Start of RECORDS SHOWN

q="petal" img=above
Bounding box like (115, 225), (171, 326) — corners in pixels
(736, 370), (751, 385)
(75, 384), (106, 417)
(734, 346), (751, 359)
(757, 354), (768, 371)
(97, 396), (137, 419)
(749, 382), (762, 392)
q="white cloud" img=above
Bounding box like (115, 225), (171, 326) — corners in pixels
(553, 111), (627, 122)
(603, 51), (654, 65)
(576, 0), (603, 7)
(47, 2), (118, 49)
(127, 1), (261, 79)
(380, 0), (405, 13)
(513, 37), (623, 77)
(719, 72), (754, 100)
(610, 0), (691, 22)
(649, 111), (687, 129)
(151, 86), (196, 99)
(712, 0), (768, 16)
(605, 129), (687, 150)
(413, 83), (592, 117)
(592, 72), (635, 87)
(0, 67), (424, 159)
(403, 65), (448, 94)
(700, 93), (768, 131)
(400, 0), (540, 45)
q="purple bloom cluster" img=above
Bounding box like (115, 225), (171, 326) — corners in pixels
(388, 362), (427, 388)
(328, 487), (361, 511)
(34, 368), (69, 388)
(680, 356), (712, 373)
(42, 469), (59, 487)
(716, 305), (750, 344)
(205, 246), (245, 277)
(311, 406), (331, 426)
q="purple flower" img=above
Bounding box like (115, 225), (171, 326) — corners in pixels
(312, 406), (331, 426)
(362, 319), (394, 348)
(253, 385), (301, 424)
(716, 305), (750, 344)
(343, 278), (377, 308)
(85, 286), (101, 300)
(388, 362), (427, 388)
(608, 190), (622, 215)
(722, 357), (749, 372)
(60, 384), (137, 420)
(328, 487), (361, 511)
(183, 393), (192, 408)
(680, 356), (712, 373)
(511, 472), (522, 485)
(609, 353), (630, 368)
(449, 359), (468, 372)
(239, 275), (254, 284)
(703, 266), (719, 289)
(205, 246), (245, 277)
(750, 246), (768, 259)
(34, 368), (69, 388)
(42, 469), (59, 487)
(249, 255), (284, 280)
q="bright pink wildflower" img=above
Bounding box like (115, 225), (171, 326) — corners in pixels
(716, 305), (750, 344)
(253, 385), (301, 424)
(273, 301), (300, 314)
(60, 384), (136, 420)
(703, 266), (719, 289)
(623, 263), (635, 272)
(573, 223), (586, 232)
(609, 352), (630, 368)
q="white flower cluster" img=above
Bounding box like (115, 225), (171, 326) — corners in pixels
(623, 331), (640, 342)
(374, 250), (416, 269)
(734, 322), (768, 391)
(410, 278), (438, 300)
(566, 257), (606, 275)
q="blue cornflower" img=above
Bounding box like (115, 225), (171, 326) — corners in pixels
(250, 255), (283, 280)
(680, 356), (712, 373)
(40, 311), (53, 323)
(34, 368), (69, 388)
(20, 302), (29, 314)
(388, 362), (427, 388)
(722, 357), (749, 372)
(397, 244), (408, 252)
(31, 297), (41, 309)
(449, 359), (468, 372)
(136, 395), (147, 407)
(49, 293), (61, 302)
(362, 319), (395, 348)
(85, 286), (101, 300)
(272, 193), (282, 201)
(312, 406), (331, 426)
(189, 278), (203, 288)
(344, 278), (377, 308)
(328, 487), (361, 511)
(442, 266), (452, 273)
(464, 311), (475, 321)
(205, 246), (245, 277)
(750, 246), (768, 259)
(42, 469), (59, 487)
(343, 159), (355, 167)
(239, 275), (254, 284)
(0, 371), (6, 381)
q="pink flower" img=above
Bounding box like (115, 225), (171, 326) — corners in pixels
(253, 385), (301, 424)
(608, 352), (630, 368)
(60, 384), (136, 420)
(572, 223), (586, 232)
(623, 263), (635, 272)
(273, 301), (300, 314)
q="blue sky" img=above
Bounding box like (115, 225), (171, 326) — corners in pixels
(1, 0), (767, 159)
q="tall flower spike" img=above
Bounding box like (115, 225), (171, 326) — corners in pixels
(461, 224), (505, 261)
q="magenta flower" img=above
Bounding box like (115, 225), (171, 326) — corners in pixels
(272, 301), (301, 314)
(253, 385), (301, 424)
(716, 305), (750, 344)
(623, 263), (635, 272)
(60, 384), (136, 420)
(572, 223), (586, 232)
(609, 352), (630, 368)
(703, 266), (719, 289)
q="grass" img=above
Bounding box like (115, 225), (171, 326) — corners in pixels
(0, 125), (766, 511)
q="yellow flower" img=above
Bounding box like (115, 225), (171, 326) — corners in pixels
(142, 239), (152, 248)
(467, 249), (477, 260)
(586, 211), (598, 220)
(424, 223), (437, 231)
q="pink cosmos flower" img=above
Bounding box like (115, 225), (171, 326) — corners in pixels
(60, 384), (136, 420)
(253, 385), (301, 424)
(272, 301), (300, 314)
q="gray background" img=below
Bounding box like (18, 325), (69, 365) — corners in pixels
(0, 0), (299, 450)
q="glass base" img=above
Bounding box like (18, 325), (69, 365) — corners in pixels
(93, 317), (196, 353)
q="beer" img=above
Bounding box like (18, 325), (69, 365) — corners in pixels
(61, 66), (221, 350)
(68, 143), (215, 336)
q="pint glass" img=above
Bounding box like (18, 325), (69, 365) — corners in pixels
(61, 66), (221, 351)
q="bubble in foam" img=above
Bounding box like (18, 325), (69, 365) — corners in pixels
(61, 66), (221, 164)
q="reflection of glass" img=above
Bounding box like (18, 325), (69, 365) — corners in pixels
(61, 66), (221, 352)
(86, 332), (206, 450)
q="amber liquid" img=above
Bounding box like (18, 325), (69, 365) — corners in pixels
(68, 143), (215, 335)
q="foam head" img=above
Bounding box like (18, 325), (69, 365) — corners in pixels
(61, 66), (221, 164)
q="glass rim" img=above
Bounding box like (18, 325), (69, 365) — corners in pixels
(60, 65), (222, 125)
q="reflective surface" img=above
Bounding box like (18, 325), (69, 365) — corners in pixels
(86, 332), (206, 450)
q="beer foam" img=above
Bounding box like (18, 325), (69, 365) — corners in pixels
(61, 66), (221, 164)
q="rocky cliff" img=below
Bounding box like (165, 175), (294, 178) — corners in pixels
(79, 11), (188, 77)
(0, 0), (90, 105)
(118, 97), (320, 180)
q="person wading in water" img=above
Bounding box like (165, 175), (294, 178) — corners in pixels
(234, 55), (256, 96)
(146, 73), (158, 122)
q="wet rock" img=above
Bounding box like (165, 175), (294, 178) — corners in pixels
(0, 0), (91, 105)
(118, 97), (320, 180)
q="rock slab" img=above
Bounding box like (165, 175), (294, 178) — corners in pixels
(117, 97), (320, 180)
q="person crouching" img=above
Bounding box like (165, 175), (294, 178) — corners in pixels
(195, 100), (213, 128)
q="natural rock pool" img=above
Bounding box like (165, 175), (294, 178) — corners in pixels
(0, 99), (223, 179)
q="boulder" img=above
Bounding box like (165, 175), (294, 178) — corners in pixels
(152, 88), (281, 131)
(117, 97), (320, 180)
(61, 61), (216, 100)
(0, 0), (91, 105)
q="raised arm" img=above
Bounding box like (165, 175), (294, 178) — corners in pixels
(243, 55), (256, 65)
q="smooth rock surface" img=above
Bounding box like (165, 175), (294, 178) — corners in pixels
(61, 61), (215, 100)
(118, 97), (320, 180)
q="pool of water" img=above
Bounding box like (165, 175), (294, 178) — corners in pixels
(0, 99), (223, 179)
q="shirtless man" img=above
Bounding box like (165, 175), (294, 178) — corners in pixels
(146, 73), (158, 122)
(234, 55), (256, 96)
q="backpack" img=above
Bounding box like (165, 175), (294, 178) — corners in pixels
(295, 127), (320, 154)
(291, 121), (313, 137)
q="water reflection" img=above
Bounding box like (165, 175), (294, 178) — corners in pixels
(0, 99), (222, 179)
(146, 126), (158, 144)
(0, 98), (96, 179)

End of RECORDS SHOWN

Provide the number of lines in these entries that hold the word "glass", without any accompanying text.

* RESPONSE TO THE EXERCISE *
4